## The task:
Please rescale the part of the data that opens with the line containing "Target: white bollard" and closes with the line containing "[[[396,210],[396,234],[397,235],[400,235],[401,231],[401,210]]]", both included, writing out every line in full but multiplying each polygon coordinate by 2.15 and rounding to the nearest whole number, halves up. Return only those lines.

* START *

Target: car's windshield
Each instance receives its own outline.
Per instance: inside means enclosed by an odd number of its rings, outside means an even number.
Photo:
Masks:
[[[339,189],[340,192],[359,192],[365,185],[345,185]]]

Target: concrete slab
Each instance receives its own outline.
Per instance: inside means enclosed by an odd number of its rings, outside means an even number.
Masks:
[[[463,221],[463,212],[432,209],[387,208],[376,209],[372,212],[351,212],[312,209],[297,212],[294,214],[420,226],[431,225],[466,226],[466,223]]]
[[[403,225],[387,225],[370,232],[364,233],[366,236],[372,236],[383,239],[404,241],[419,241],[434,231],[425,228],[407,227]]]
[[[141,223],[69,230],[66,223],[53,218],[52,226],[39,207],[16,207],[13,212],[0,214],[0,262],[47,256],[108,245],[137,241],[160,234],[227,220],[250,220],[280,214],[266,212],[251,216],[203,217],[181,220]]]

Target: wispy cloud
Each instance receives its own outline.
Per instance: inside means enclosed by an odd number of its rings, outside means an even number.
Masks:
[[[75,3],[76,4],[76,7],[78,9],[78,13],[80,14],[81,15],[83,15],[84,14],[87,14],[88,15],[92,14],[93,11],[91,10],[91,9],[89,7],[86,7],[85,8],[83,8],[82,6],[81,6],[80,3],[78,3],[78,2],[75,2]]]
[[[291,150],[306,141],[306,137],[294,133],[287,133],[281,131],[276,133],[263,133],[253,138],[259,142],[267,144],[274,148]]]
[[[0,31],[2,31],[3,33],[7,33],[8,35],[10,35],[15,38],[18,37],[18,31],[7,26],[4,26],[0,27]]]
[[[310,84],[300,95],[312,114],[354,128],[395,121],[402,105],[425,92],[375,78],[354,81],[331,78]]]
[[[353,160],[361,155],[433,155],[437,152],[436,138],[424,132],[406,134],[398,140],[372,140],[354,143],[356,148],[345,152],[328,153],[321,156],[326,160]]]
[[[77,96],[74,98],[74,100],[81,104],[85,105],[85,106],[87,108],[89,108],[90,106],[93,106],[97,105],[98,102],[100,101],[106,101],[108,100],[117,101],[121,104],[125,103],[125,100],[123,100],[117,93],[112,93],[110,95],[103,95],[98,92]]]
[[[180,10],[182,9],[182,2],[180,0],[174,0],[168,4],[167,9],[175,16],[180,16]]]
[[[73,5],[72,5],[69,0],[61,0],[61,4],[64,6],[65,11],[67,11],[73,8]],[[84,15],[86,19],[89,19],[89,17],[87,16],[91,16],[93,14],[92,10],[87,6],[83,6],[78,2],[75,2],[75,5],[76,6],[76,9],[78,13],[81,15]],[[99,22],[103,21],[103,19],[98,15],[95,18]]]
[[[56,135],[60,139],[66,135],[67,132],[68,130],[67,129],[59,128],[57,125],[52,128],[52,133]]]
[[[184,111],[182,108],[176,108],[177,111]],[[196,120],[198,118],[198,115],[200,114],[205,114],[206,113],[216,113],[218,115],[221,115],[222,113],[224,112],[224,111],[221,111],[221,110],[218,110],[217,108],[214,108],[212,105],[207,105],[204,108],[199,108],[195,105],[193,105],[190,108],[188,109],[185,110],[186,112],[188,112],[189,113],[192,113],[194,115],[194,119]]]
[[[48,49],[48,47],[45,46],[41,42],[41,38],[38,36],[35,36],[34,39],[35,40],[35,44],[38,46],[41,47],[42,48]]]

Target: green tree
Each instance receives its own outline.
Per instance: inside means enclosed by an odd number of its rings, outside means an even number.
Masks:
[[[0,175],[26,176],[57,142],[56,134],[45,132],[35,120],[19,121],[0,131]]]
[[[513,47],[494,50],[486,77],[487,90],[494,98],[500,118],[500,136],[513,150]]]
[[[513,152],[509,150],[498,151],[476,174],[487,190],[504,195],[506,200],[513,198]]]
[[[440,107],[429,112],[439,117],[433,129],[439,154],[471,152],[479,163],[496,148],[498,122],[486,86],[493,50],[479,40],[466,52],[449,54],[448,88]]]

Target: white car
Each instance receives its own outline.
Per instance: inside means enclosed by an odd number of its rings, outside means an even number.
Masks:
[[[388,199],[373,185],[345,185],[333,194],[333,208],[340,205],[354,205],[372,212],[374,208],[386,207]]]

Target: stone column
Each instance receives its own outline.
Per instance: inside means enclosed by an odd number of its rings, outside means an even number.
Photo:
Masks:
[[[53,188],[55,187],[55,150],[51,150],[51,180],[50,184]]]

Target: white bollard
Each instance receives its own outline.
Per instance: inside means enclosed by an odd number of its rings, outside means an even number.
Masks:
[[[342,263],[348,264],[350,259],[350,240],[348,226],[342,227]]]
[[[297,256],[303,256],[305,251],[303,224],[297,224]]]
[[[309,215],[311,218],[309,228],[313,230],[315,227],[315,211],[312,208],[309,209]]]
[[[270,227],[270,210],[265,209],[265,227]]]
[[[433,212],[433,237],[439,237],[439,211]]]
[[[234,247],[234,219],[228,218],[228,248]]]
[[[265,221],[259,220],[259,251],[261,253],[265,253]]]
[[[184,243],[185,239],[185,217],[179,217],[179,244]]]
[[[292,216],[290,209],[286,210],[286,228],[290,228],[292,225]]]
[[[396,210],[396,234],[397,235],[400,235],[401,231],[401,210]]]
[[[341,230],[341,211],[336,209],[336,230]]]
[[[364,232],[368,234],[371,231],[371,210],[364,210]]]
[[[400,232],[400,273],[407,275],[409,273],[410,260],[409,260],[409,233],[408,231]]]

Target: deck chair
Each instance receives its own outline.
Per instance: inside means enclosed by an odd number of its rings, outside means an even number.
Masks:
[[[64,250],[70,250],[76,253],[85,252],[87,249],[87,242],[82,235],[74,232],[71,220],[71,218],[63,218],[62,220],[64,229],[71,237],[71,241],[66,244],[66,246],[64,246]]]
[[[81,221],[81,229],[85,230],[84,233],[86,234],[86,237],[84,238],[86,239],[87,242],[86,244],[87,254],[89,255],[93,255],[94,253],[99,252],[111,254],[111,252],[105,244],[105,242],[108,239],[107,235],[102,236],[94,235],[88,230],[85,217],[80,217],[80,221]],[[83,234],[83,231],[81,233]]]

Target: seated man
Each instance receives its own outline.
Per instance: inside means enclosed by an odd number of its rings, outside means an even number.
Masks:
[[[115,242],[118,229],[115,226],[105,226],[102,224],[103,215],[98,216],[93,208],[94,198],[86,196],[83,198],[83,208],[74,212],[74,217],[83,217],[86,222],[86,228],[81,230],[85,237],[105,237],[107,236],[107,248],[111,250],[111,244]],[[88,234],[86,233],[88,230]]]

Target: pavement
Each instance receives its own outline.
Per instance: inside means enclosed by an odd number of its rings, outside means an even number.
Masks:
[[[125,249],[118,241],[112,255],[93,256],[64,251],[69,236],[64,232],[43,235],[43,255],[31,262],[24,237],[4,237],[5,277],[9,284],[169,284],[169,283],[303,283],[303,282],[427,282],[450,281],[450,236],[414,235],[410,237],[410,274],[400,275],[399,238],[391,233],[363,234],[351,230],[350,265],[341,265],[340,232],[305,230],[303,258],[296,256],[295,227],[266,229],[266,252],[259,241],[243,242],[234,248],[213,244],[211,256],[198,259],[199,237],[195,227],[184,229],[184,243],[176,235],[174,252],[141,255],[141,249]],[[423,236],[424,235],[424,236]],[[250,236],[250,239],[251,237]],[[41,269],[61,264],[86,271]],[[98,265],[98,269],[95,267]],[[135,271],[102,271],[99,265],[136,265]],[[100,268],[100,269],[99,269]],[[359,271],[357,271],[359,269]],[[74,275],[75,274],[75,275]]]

* END *

## The output:
Target: white bollard
Each instance receives its own outline.
Per instance: inside means enclosed by an odd number of its rings, outside means an even number.
Masks:
[[[735,565],[748,568],[753,557],[753,516],[748,486],[735,488]]]
[[[639,550],[651,550],[656,540],[651,482],[639,482]]]
[[[664,462],[669,469],[664,490],[673,495],[677,488],[677,454],[671,447],[664,449]]]
[[[581,488],[581,452],[570,449],[570,488]]]
[[[931,456],[931,510],[944,510],[944,454]]]
[[[503,531],[503,471],[490,469],[490,533]]]
[[[570,475],[557,473],[557,540],[561,544],[570,544]]]
[[[396,522],[398,514],[398,467],[385,467],[385,525]]]
[[[628,464],[624,449],[615,452],[615,490],[624,490],[628,484]]]
[[[851,452],[851,503],[854,505],[860,505],[862,497],[862,452]]]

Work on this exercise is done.